■ **Lesetext**

• • • •

Es müssen Stürme auf dem Meer sein, und die Mutter der Dinge selbst konnte sie dem Menschengeschlecht zugut nicht wegräumen; was gab sie aber ihrem Menschengeschlecht dagegen? Die Schiffskunst. Eben dieser Stürme wegen erfand der Mensch die tausendfach künstliche Gestalt seines Schiffes, und so entkommt er nicht nur dem Sturme, sondern weiß ihm auch Vorteile abzugewinnen und segelt auf seinen Flügeln.
Verschlagen auf dem Meer, konnte der Irrende keine Tyndariden anrufen, die ihm erschienen und rechten Weges ihn leiteten; er erfand sich also selbst seinen Führer, den Kompaß, und suchte am Himmel seine Tyndariden, die Sonne, den Mond und die Gestirne. Mit dieser Kunst ausgerüstet, wagt er sich auf den uferlosen Ozean, bis zu seiner höchsten Höhe, bis zu seiner tiefsten Tiefe.

• • • •

■ **Vorgegebene Daten**
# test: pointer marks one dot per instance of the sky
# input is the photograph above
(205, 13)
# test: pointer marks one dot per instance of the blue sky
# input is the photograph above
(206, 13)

• • • •

■ **Aufgabenstellung**
A. Gib aus dem Text über die Schiffskunst die Stelle von „Es müssen Stürme“ bis „auf seinen Flügeln.“ wortgetreu wieder.
B. Tausche in allen Einträgen „photograph“ gegen „image“ aus und gib die Einträge sonst unverändert wieder.

■ **Ergebnisse der Reihe nach**
A.
Es müssen Stürme auf dem Meer sein, und die Mutter der Dinge selbst konnte sie dem Menschengeschlecht zugut nicht wegräumen; was gab sie aber ihrem Menschengeschlecht dagegen? Die Schiffskunst. Eben dieser Stürme wegen erfand der Mensch die tausendfach künstliche Gestalt seines Schiffes, und so entkommt er nicht nur dem Sturme, sondern weiß ihm auch Vorteile abzugewinnen und segelt auf seinen Flügeln.

B.
# test: pointer marks one dot per instance of the sky
# input is the image above
(205, 13)
# test: pointer marks one dot per instance of the blue sky
# input is the image above
(206, 13)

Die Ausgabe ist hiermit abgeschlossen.